_EXERCISE INSTRUCTIONS_
Please return every line from the entries that has the string "query" in it.

DATA SHOWN Block Start

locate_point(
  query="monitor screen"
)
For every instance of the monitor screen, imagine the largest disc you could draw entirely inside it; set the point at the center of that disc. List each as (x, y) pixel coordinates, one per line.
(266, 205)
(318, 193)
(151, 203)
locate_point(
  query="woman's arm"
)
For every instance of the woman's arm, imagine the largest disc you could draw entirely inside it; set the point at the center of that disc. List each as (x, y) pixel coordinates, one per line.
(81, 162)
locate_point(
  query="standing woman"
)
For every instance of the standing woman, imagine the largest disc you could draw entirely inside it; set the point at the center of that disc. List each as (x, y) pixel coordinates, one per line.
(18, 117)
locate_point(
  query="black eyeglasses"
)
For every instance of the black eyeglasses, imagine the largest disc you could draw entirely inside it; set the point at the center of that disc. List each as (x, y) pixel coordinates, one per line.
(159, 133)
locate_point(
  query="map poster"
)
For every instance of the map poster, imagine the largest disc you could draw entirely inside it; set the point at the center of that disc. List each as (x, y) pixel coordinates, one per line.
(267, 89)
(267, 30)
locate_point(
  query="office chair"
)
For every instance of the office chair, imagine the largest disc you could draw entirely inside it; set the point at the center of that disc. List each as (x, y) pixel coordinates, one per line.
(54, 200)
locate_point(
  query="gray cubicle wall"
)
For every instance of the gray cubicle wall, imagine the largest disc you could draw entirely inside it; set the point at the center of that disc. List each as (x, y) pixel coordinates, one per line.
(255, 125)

DATA SHOWN Block End

_WRITTEN RESPONSE_
  query="monitor screen"
  query="woman's arm"
  query="standing woman"
  query="black eyeglasses"
  query="map poster"
  query="office chair"
  query="gray cubicle wall"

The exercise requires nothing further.